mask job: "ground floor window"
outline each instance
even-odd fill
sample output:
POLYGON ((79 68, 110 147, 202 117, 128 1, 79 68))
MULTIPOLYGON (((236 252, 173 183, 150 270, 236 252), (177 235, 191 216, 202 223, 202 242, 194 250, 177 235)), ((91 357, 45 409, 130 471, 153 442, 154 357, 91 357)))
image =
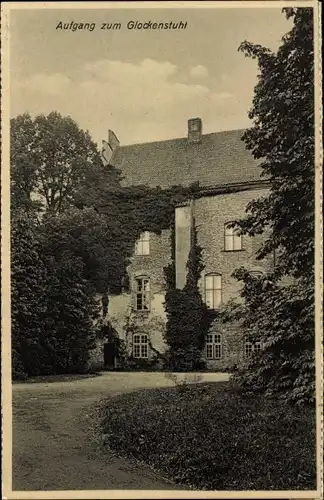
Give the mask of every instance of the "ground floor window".
POLYGON ((133 356, 134 358, 148 358, 147 335, 133 336, 133 356))
POLYGON ((261 351, 261 341, 252 340, 250 337, 246 337, 244 340, 244 355, 251 356, 253 352, 261 351))
POLYGON ((220 333, 209 333, 206 338, 206 359, 222 358, 222 336, 220 333))

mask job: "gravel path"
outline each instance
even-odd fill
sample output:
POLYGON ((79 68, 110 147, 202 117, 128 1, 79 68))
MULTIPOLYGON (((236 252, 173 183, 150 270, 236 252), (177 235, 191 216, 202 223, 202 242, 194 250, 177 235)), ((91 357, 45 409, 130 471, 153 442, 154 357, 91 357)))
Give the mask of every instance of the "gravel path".
MULTIPOLYGON (((227 378, 204 374, 201 381, 227 378)), ((96 439, 100 400, 170 385, 161 373, 113 372, 14 384, 13 490, 179 490, 145 466, 103 452, 96 439)))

——————

Please copy all the lines above, substituting "nonzero fill" for "even-odd fill" wherever it occurs. Omit the pictures and keep everything else unchanged.

mask job: "ground floor window"
outline each instance
nonzero fill
sample output:
POLYGON ((79 68, 110 147, 202 117, 128 1, 79 68))
MULTIPOLYGON (((236 252, 173 183, 150 270, 236 252), (177 235, 191 216, 202 223, 202 242, 194 250, 177 235)), ((91 357, 45 409, 130 471, 153 442, 154 357, 91 357)))
image =
Give the mask of every instance of the "ground floor window".
POLYGON ((133 356, 134 358, 148 358, 147 335, 133 336, 133 356))
POLYGON ((261 351, 261 341, 252 340, 250 337, 246 337, 244 340, 244 355, 251 356, 253 352, 261 351))
POLYGON ((220 333, 209 333, 206 338, 206 359, 222 358, 222 336, 220 333))

mask job: "gravel path"
outline each instance
nonzero fill
sample output:
POLYGON ((79 68, 110 147, 202 117, 128 1, 79 68))
MULTIPOLYGON (((236 252, 173 183, 150 270, 236 252), (177 235, 191 216, 202 223, 202 242, 194 250, 177 235)), ((91 357, 45 409, 130 471, 153 442, 154 357, 91 357)))
Give the mask of every instance of the "gravel path".
MULTIPOLYGON (((227 378, 204 374, 201 381, 227 378)), ((96 439, 100 400, 170 385, 161 373, 113 372, 14 384, 13 490, 179 490, 145 466, 103 452, 96 439)))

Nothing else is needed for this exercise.